__Passage given__:
Steinberg Institute’s Maggie Merritt to Help Shape Future Health Workforce

Steinberg Institute Executive Director Maggie Merritt has been appointed to a key advisory committee that will help inform the work of the California Future Health Workforce Commission, a high-powered panel charged with helping identify and address debilitating gaps in the state’s health care workforce.

The Workforce Commission, co-chaired by University of California President Janet Napolitano and Dignity Health President and CEO Lloyd Dean, is composed of 24 leaders in education, business and health care. Over the next 12 months, the group will develop a blue print for how the state can recruit, train and develop the multi-skilled workforce needed to meet the evolving health care needs of its diverse and growing population.

The commission will be supported in its work by a Technical Advisory Committee made up of more than three dozen experts in various aspects of health care policy and delivery. Merritt’s participation ensures that the complex challenges and harmful shortages facing the mental health workforce will be front and center in discussion.

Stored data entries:
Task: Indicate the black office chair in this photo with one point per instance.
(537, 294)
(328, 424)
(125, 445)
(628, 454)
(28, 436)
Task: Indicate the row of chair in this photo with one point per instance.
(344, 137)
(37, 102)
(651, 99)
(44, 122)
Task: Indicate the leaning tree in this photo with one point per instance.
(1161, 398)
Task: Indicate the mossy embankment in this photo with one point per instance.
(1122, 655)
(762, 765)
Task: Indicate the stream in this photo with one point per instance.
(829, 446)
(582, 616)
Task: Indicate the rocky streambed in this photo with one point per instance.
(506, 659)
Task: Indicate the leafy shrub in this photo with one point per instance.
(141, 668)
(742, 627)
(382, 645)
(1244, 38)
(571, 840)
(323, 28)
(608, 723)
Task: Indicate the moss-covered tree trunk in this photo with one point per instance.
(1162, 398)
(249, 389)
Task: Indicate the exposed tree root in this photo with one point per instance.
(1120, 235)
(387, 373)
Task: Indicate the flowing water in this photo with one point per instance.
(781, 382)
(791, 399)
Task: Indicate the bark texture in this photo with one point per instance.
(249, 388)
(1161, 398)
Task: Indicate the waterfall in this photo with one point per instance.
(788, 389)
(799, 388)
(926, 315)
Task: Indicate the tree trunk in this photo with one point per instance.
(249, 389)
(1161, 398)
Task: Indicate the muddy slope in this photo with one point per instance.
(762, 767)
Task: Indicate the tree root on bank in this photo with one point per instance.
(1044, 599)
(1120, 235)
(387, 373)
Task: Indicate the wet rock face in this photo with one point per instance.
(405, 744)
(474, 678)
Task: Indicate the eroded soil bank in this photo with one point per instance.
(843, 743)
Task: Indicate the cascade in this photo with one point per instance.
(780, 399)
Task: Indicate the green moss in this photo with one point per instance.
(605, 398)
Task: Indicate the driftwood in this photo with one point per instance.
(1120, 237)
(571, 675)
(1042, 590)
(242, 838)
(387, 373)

__Aim__: Can you reproduce the article on Maggie Merritt's appointment word for word, from "Steinberg Institute’s Maggie" up to and including "health care workforce."? This data was drawn from a separate source, not from the article on Maggie Merritt's appointment.

__Final answer__:
Steinberg Institute’s Maggie Merritt to Help Shape Future Health Workforce

Steinberg Institute Executive Director Maggie Merritt has been appointed to a key advisory committee that will help inform the work of the California Future Health Workforce Commission, a high-powered panel charged with helping identify and address debilitating gaps in the state’s health care workforce.